以下のエントリをすべて一字一句違えずに書き写し、画像は含めないでください。

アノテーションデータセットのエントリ
---------------

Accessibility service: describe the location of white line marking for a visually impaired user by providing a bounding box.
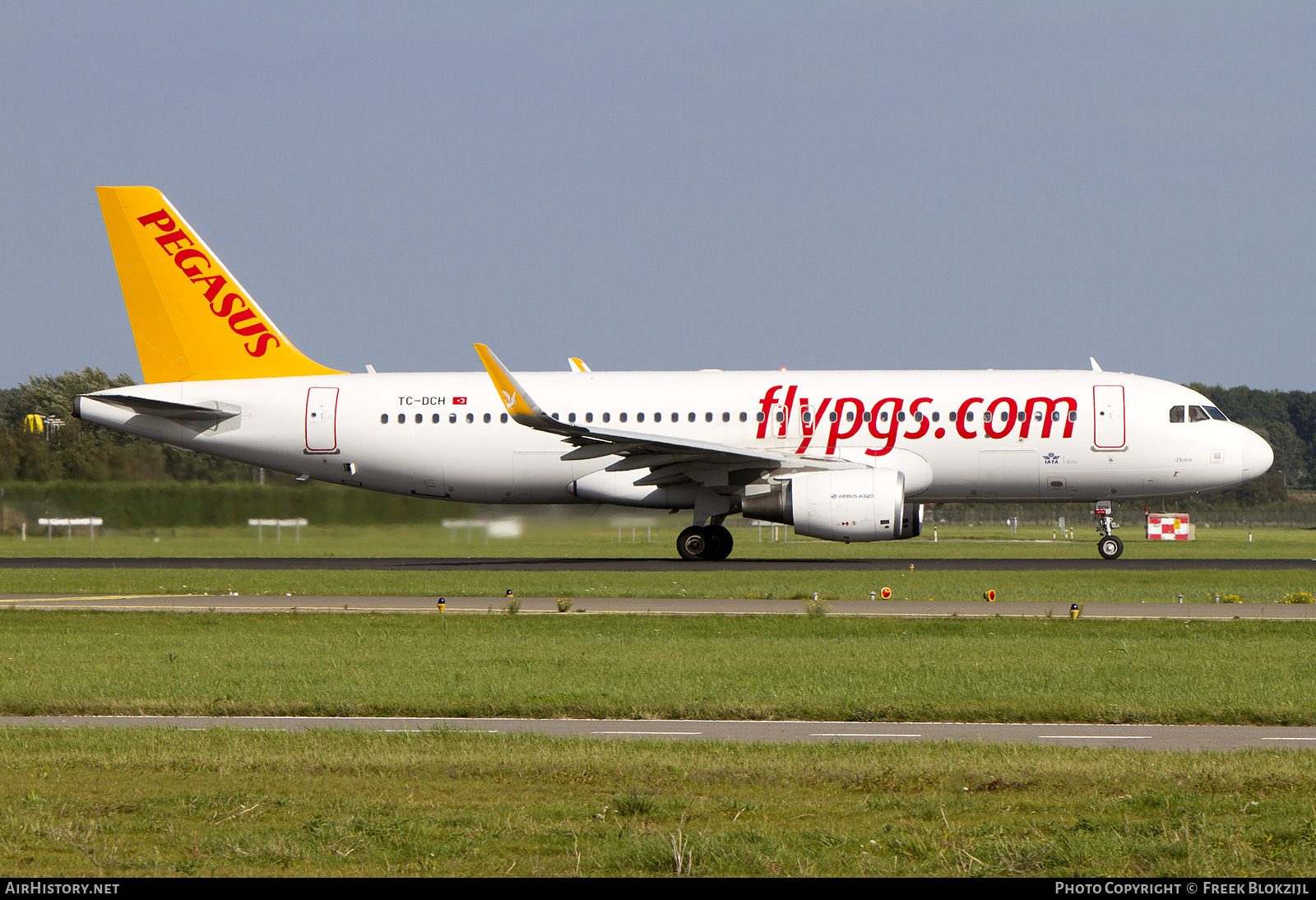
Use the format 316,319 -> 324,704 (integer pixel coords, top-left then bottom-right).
1037,734 -> 1153,740
590,731 -> 702,734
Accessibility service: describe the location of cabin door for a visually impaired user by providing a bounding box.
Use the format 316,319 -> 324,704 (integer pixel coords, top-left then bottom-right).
307,388 -> 338,452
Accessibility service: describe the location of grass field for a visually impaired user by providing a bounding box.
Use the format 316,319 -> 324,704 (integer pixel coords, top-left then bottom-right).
0,612 -> 1316,725
0,511 -> 1316,559
0,564 -> 1316,615
0,516 -> 1316,876
0,729 -> 1316,878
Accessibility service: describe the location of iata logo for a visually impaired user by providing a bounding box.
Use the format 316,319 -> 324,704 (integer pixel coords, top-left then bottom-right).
757,384 -> 1077,462
137,209 -> 283,356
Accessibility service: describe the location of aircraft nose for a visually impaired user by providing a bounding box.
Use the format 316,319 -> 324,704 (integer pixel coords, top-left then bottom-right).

---------------

• 作業結果:
Accessibility service: describe the location of white line marking for a visually impaired user by providing a bounding box.
Use the format 316,319 -> 324,704 (integer pixel coords, top-left then bottom-right).
1037,734 -> 1153,740
590,731 -> 702,734
Accessibility service: describe the location of cabin door for a visually impaired user by providing a bounding box.
Use the format 316,319 -> 324,704 (integer pixel coords, top-left then bottom-right).
307,388 -> 338,452
Accessibility service: describe the location of grass field for a visually impaired user by providing a bounding box.
Use the format 316,319 -> 324,704 (integer pixel coords, top-left then bottom-right).
0,612 -> 1316,725
0,511 -> 1316,559
0,564 -> 1316,615
0,516 -> 1316,876
0,729 -> 1316,878
Accessibility service: describe the location of iata logo for a visually impaired user by providing a bounding box.
Use the format 316,319 -> 324,704 (integer pixel coords, top-left then bottom-right).
757,384 -> 1077,462
137,209 -> 283,356
Accessibility service: describe the location of aircraft nose for a visually impaired user by providing a bounding box.
Use the format 316,319 -> 324,704 (integer pixel coords, top-left then bottom-right).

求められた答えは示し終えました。